What is needed: Output the material as a numbered list, starting at the line that contains "the toilet base" and continuing through the end of the material, with blank lines omitted.

--- Start ---

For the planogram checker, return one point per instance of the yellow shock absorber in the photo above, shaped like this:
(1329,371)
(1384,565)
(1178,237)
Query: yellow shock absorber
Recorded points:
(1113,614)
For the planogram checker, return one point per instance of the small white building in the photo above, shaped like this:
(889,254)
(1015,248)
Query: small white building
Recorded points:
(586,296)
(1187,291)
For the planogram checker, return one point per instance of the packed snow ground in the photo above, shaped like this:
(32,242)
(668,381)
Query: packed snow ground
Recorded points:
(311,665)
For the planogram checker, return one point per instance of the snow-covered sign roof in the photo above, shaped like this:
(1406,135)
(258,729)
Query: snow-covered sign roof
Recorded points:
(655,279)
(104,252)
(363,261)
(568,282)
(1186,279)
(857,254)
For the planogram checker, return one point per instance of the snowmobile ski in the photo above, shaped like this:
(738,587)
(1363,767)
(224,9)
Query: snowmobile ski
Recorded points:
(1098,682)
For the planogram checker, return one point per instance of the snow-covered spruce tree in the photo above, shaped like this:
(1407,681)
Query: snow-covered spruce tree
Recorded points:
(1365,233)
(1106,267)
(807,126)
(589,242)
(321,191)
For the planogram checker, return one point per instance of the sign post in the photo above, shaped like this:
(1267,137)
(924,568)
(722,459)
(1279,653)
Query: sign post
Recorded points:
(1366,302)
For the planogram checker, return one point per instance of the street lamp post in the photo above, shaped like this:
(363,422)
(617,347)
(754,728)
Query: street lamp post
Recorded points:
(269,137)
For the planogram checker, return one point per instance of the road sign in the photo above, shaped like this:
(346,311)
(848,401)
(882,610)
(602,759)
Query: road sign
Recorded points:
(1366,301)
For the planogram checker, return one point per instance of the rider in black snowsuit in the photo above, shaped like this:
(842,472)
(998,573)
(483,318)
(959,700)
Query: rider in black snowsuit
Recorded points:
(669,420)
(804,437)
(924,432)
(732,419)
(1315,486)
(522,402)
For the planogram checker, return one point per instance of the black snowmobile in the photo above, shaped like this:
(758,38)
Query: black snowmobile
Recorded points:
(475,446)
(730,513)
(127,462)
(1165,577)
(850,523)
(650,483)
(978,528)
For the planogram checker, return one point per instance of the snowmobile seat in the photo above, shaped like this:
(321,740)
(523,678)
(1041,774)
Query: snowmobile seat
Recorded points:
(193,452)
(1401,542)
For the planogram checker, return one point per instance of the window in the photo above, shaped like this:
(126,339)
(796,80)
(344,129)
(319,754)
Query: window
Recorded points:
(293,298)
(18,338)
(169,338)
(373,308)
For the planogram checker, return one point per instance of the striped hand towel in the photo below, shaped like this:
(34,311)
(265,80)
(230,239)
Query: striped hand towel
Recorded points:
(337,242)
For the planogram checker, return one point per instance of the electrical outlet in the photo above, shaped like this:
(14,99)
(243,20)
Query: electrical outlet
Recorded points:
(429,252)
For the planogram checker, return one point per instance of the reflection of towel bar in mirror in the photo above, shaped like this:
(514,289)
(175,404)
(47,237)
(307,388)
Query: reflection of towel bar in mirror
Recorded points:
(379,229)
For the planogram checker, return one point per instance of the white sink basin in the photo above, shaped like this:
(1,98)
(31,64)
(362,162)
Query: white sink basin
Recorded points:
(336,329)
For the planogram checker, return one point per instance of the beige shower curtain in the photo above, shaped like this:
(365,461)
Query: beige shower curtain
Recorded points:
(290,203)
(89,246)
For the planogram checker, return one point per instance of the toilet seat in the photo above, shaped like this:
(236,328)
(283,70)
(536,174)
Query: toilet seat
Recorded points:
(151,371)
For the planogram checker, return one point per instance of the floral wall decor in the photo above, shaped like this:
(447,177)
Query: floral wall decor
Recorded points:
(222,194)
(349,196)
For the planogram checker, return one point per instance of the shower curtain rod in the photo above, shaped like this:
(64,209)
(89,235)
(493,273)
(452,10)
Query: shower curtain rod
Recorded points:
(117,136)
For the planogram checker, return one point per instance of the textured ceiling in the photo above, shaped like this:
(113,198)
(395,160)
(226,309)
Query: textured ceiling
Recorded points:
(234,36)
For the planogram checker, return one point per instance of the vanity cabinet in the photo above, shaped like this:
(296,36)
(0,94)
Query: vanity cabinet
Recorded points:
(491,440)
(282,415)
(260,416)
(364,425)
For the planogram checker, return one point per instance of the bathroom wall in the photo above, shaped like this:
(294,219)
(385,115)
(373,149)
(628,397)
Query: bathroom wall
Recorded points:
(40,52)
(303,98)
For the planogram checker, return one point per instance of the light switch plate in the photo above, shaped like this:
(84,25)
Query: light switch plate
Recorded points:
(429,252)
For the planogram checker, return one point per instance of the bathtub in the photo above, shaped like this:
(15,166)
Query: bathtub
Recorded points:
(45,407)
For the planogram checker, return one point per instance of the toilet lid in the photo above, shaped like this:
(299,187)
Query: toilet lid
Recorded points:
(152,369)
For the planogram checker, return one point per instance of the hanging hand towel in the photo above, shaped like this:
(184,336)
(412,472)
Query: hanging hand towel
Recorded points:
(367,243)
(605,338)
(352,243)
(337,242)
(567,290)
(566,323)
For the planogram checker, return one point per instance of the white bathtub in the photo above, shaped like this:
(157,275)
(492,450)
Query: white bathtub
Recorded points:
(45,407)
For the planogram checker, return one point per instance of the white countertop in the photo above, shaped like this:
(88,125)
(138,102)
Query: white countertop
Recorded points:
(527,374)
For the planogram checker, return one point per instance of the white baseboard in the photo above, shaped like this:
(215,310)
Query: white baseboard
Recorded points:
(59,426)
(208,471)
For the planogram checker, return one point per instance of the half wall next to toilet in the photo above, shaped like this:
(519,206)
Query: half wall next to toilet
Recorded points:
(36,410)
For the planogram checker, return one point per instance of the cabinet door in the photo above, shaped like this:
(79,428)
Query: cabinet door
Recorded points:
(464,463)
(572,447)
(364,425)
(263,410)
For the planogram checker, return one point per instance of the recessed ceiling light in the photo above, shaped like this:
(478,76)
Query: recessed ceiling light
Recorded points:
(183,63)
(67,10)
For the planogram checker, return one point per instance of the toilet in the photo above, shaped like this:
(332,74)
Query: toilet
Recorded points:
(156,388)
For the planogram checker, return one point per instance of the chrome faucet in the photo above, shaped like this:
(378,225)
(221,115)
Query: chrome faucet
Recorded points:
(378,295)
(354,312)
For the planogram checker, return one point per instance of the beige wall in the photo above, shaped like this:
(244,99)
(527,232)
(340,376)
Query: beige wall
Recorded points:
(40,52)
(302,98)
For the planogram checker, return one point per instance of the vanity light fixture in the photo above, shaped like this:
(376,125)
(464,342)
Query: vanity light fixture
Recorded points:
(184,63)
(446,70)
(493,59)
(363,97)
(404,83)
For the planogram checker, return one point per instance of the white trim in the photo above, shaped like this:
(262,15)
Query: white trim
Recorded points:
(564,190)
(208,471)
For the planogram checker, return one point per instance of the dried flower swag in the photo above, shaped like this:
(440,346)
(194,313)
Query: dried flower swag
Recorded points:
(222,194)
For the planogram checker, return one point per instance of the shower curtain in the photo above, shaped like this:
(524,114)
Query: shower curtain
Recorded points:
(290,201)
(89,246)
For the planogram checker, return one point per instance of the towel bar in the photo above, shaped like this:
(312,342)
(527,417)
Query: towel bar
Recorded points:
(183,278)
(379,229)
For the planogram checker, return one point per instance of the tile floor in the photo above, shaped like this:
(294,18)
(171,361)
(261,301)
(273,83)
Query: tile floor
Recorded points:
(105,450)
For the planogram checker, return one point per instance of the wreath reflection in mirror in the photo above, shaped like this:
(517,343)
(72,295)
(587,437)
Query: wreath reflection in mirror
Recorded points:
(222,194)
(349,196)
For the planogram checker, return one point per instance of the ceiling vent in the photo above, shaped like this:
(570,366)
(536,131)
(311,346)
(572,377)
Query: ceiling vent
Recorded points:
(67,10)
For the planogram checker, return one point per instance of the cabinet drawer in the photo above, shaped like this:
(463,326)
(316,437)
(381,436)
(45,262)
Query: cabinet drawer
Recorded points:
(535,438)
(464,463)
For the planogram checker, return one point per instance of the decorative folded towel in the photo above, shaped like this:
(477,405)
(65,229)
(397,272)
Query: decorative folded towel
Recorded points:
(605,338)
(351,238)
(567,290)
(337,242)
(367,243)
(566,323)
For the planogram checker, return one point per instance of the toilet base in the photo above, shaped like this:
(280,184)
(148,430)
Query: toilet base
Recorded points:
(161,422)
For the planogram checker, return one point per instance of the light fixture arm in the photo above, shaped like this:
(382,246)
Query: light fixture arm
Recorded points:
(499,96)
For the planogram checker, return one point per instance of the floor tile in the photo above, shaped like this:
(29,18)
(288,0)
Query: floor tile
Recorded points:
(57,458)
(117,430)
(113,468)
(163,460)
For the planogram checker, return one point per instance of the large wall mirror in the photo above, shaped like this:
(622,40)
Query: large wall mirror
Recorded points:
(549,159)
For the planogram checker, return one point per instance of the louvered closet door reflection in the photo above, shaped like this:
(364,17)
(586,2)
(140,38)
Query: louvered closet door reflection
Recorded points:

--- End ---

Finished task:
1. For the planogram checker, return one point per instance of the toilet base in the photo above, shaped like this:
2. (280,184)
3. (148,430)
4. Query: toilet base
5. Recorded points:
6. (161,422)
7. For the planogram checker, return one point per instance of the light fixture arm in the photo above, shaped like this:
8. (382,246)
9. Query: light fixture arm
10. Recorded points:
11. (499,96)
12. For the planogram checker, return one point per instance of the floor tile in the photo above, shaped like this:
13. (29,18)
14. (288,0)
15. Query: floor tile
16. Recorded points:
17. (57,458)
18. (117,430)
19. (113,468)
20. (163,460)
21. For the planogram checker, return one point per instance of the large wall mirror in the photo above, shaped like this:
22. (622,40)
23. Query: large wall mirror
24. Recorded points:
25. (549,159)
26. For the planogram checker, return one point per instance of the louvered closet door reflection in the photo above, shaped like this:
27. (364,17)
28. (586,2)
29. (140,38)
30. Query: louvered closet door reflection
31. Recorded points:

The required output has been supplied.